_Required work_:
Please return only the lines from the one holding "point: bush |" through the one holding "point: illuminated window", exactly as they appear in the records below, both ends included.

_Source material_:
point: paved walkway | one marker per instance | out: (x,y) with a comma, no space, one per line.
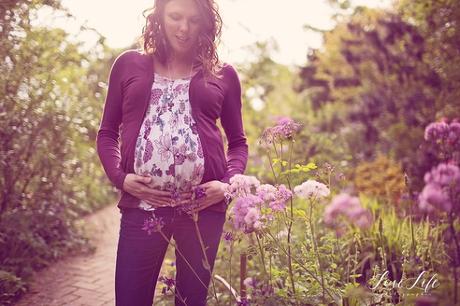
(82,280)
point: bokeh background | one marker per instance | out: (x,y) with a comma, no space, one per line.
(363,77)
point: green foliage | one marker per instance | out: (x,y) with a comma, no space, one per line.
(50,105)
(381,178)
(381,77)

* * *

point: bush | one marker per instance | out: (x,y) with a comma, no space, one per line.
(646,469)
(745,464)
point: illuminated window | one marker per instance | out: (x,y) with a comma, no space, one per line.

_Result_:
point: bush | one marker per instance | out: (x,y) with a comma, no space, one per line.
(646,469)
(745,464)
point: illuminated window | one marker per instance | out: (x,y) with a comma, no space, one per line.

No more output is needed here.